** start **

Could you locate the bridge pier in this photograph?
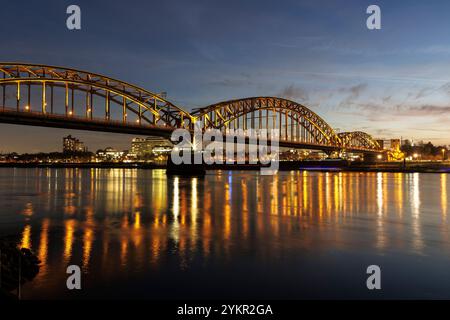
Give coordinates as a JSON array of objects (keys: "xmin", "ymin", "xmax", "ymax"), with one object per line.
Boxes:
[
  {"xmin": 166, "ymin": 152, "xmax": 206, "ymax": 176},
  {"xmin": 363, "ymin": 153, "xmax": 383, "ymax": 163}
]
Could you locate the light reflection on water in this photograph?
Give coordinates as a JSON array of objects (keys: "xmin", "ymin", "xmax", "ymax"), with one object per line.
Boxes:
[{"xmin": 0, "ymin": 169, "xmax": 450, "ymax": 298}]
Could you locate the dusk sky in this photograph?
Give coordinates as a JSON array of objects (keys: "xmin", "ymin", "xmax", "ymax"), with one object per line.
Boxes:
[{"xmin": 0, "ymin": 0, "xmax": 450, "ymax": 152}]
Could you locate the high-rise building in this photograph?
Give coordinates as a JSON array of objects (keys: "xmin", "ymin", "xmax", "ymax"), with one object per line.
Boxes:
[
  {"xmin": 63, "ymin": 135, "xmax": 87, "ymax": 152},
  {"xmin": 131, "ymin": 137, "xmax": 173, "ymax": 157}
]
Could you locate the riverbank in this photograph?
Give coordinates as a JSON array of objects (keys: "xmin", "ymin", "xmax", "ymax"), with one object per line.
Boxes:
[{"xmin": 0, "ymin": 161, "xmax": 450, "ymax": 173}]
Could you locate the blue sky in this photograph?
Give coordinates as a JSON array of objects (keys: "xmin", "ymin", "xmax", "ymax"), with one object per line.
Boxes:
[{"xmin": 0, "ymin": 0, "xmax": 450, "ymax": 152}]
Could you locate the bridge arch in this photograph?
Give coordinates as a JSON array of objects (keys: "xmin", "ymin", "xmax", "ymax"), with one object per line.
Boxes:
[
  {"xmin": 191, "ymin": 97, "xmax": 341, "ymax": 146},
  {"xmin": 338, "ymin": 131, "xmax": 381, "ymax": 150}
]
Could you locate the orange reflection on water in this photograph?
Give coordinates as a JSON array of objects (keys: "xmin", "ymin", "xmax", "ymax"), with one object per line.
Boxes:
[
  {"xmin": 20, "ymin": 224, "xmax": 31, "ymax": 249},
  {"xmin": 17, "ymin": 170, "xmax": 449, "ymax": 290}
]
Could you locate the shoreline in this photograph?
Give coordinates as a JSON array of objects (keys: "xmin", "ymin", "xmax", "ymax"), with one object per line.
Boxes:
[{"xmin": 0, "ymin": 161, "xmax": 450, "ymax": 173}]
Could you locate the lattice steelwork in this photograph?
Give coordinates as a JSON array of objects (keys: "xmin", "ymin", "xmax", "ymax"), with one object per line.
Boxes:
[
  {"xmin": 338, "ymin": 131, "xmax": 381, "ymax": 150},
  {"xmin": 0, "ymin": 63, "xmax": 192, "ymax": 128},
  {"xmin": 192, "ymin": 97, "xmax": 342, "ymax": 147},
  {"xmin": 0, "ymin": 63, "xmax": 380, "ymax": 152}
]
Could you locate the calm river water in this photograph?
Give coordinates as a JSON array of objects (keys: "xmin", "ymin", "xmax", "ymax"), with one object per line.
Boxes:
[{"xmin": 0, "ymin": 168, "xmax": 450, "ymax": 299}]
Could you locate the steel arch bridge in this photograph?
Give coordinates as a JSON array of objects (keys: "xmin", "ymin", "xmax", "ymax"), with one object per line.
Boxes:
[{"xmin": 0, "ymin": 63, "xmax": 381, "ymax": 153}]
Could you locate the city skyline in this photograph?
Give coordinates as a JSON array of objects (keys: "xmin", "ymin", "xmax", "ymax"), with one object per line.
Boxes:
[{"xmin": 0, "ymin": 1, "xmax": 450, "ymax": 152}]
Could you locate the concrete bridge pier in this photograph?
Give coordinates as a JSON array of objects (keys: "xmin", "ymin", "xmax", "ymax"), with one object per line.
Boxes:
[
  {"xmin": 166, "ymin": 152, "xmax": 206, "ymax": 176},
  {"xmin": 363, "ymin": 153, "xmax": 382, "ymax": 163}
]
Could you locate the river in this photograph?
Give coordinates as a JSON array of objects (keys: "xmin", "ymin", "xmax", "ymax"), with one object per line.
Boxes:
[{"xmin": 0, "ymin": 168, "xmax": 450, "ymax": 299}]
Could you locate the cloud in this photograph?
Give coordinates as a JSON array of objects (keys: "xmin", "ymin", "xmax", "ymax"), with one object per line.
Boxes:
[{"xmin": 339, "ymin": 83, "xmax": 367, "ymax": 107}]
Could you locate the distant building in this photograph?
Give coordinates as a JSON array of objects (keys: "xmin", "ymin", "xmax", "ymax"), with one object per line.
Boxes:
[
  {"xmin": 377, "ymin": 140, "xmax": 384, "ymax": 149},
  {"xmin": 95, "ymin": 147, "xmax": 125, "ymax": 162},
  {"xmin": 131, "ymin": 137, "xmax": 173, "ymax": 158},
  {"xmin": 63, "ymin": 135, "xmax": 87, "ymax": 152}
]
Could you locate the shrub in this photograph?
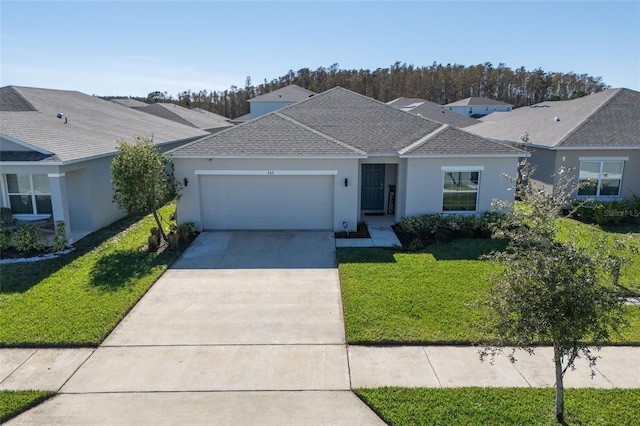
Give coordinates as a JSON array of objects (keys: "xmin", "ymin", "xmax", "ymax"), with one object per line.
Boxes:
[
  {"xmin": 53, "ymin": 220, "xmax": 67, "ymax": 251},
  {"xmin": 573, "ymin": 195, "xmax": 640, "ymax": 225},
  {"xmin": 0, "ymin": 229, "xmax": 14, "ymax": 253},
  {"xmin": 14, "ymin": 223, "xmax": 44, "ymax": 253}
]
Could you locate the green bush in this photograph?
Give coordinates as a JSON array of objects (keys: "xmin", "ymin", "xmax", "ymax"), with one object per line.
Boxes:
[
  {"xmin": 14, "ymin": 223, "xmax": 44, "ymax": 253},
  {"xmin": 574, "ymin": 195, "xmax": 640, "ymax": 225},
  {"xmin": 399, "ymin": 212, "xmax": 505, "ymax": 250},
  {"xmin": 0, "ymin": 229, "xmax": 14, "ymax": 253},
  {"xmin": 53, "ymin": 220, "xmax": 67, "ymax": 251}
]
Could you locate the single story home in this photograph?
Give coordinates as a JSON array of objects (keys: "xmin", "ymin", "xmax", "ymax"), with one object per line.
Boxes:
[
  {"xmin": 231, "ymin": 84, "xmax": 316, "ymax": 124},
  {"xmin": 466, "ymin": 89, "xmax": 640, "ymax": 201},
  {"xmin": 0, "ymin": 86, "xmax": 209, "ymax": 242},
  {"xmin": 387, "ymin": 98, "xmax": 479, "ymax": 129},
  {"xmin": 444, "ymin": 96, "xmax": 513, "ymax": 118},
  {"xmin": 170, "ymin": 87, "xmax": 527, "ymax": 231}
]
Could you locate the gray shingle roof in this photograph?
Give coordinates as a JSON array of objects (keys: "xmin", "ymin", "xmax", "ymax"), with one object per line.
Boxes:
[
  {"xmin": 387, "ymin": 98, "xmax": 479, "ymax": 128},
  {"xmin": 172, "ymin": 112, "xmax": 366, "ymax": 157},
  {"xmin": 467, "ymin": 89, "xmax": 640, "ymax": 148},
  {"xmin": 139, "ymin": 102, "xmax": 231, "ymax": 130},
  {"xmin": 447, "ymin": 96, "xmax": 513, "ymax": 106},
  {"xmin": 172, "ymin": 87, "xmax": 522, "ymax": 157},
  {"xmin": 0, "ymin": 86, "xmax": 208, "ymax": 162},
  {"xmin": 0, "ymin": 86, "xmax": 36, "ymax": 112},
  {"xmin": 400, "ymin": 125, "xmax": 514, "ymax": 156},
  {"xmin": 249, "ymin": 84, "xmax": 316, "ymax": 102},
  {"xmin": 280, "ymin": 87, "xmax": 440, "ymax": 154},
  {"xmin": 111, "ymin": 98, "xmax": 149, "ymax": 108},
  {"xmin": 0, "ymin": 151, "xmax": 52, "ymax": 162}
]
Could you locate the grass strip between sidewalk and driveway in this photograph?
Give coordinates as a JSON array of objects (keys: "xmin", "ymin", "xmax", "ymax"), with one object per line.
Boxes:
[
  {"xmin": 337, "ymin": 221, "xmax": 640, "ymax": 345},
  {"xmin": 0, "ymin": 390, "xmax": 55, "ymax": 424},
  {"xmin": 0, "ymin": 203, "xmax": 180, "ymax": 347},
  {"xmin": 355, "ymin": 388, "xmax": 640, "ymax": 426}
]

** end **

--- TASK TO CARRY OUT ---
Gather every line of the data above that contains the string "water". Case counts.

--- THE ANSWER ---
Could you locate the light reflection on water in this photograph?
Could you locate the orange reflection on water in this photograph?
Could you locate the calm river water in this photograph?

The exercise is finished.